Records of labeled points:
** Begin **

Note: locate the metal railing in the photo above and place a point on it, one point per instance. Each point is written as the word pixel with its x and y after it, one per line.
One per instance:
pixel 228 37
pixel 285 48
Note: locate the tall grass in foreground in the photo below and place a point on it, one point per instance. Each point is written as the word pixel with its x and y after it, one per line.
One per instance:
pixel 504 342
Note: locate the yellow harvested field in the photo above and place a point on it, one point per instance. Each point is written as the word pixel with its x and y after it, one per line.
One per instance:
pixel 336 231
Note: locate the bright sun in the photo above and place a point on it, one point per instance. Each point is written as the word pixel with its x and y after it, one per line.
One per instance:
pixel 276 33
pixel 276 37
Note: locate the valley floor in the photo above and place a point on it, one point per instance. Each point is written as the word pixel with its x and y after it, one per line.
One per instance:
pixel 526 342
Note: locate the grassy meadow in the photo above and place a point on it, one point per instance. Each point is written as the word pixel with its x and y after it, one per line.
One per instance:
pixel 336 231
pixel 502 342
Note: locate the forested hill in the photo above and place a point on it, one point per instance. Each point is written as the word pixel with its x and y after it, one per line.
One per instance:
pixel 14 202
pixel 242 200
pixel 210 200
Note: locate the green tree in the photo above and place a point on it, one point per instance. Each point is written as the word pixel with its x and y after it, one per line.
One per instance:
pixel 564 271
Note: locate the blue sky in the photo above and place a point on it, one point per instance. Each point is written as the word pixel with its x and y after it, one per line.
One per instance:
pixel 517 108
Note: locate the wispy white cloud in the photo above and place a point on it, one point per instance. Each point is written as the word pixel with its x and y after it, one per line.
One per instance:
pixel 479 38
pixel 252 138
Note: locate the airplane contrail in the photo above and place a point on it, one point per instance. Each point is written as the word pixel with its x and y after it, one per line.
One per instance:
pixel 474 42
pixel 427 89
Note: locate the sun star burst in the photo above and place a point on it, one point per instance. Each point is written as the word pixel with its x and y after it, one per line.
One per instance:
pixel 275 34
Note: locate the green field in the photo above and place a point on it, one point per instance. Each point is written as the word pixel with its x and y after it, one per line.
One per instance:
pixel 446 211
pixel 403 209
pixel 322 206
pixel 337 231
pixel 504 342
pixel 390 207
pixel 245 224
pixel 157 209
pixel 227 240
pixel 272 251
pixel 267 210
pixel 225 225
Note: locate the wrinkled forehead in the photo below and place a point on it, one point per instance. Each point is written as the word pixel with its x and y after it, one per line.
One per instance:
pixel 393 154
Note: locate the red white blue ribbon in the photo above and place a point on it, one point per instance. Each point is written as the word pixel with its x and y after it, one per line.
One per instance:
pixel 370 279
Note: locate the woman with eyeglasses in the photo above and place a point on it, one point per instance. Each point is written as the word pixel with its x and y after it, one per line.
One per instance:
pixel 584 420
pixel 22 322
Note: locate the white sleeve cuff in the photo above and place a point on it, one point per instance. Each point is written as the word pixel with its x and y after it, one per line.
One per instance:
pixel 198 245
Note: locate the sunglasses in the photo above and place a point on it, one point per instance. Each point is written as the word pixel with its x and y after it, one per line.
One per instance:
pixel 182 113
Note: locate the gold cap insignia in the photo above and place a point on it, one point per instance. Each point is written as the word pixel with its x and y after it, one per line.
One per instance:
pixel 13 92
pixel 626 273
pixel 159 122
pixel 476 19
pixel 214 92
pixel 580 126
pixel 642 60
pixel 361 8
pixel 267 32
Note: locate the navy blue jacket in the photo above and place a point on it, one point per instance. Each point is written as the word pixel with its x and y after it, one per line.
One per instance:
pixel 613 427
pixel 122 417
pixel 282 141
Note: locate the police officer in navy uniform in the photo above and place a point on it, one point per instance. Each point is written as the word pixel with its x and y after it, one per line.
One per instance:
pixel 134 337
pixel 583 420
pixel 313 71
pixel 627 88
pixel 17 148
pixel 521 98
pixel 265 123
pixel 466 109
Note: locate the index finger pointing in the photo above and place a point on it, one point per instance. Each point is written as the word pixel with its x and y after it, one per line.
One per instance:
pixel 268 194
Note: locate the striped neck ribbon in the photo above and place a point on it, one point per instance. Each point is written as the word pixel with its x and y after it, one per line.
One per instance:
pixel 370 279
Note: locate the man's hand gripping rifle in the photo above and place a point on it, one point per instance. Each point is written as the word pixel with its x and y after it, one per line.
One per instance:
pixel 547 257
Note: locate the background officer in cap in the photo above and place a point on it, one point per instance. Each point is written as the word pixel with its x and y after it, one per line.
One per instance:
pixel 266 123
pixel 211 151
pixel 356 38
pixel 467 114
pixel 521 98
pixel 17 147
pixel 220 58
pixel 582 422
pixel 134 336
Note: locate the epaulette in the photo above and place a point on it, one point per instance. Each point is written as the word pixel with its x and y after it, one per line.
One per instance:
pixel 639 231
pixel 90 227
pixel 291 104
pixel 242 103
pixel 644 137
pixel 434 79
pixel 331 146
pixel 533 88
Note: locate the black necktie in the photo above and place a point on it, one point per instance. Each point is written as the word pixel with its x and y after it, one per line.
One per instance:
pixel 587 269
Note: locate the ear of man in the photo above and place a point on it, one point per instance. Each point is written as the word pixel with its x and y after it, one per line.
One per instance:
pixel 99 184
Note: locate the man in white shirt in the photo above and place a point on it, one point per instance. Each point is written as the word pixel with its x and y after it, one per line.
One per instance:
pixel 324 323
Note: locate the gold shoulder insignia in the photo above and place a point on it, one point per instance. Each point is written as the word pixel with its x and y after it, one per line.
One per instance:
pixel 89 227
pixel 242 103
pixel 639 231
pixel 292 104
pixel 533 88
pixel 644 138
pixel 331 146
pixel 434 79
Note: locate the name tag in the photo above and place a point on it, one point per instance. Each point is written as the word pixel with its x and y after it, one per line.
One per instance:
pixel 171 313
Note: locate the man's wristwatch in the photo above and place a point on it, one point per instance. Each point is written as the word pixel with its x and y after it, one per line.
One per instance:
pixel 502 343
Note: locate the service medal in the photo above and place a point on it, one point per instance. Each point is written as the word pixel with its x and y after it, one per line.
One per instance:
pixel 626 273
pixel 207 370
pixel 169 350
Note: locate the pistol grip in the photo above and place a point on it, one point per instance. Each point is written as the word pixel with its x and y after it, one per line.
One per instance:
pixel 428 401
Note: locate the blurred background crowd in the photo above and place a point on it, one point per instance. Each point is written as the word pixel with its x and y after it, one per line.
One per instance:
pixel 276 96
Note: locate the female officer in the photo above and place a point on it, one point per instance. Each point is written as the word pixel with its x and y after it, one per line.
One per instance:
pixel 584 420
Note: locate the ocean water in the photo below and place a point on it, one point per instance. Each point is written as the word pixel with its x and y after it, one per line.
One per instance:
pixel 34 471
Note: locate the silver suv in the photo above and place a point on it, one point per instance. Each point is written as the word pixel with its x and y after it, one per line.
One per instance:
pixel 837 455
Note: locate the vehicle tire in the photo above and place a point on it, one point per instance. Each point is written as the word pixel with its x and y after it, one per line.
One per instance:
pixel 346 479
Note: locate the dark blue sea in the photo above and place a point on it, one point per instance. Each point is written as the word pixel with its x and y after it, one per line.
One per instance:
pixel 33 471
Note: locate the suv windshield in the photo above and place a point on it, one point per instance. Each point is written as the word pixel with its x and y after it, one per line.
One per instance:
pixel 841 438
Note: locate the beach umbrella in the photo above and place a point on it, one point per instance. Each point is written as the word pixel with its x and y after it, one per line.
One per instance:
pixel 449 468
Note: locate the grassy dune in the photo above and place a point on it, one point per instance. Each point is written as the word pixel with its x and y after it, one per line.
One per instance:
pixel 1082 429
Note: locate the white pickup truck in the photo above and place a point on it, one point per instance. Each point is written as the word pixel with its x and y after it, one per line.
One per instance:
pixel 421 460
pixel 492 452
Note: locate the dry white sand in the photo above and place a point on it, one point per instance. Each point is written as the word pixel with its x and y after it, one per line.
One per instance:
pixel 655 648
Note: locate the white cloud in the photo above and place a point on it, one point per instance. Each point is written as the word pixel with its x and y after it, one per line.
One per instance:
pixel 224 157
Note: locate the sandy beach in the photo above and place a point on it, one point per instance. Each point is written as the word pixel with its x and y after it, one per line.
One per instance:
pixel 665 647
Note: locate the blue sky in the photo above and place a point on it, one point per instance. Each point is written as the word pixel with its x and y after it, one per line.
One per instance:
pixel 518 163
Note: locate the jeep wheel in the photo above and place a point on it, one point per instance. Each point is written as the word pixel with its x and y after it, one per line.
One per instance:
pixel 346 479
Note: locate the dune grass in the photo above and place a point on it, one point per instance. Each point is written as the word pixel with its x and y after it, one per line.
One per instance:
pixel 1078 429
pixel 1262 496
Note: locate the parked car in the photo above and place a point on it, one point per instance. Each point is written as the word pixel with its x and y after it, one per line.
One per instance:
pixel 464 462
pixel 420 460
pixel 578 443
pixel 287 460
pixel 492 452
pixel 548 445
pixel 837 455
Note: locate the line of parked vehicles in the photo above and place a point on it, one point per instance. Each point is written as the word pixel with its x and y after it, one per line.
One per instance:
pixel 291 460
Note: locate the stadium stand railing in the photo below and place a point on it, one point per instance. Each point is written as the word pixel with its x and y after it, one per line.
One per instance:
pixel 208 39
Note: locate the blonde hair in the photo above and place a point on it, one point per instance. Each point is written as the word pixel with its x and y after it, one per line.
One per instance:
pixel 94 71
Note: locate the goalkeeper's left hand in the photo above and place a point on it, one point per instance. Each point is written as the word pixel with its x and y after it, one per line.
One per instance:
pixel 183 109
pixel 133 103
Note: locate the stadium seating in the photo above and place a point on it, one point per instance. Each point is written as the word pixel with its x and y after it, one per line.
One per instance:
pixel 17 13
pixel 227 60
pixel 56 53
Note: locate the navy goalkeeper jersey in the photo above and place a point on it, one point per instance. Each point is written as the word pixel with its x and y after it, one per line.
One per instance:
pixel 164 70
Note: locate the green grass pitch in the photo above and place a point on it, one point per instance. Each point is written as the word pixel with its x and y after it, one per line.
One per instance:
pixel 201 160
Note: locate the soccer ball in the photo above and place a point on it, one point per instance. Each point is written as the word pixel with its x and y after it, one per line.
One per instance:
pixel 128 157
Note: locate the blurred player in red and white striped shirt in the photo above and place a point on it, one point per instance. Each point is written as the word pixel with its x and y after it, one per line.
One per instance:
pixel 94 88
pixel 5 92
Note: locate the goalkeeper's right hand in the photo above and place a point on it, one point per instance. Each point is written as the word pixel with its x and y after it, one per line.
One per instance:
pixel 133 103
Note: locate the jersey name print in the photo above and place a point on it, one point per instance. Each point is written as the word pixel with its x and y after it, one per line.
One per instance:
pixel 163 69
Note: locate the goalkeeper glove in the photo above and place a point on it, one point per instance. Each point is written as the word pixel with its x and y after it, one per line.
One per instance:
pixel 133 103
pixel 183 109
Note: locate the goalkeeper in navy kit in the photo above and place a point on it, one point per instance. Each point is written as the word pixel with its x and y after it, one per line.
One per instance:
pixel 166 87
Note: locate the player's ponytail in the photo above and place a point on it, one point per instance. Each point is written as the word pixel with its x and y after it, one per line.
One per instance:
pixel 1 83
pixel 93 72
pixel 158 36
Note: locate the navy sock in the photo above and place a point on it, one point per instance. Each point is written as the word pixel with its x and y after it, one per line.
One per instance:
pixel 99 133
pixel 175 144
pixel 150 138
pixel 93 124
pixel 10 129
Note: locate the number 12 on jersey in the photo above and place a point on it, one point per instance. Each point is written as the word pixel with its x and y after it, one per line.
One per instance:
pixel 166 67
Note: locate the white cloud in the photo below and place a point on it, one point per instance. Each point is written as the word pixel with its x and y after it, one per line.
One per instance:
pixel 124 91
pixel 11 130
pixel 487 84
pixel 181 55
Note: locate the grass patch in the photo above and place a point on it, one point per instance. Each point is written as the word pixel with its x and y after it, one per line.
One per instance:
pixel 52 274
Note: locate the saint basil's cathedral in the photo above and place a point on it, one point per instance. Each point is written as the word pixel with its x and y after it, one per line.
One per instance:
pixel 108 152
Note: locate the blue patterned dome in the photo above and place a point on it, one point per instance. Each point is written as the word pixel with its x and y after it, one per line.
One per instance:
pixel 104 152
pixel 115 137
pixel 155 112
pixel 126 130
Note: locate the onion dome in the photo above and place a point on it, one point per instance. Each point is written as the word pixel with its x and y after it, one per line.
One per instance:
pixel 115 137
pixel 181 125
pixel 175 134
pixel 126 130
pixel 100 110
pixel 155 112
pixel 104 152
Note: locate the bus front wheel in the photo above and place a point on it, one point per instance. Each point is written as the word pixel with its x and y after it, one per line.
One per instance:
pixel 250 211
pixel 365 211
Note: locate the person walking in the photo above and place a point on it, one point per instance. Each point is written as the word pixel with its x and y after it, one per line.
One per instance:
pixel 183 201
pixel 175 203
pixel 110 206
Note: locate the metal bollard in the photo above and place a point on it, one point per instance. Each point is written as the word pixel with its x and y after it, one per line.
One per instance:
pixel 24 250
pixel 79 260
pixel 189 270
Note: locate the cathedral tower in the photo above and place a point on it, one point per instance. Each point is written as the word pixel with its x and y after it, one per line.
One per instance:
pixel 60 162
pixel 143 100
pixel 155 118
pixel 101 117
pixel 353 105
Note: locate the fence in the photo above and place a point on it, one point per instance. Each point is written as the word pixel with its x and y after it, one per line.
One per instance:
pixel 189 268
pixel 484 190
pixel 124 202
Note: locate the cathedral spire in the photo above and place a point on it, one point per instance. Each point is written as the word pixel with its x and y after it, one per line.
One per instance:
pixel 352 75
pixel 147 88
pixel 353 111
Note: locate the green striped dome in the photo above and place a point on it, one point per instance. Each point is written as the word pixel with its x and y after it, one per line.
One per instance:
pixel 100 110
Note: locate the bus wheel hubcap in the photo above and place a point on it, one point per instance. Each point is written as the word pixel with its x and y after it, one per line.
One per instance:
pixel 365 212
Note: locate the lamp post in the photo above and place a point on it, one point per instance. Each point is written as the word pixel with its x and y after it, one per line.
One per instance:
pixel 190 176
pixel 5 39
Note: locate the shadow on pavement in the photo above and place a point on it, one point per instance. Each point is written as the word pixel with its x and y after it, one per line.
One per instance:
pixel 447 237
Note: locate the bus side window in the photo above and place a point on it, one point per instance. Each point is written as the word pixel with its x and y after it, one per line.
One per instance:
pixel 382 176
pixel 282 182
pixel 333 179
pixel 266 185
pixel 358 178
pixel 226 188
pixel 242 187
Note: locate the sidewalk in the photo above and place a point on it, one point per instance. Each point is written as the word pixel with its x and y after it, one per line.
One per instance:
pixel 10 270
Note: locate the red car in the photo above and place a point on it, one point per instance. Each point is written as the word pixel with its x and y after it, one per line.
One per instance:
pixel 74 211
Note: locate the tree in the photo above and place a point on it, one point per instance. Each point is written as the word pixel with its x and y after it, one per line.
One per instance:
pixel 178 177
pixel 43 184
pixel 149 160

** End **

▶ PROBLEM DESCRIPTION
Format everything from the line containing "Note: locate the tree" down to the end of the entries as a JSON list of strings, one string per line, with blank lines left out.

▶ FINAL RESULT
[
  "Note: locate the tree in the photo above and place a point on it, one point per instance. Each point is written as the word pixel with its x and y after it, one per line.",
  "One per instance:",
  "pixel 178 177",
  "pixel 43 184",
  "pixel 149 160"
]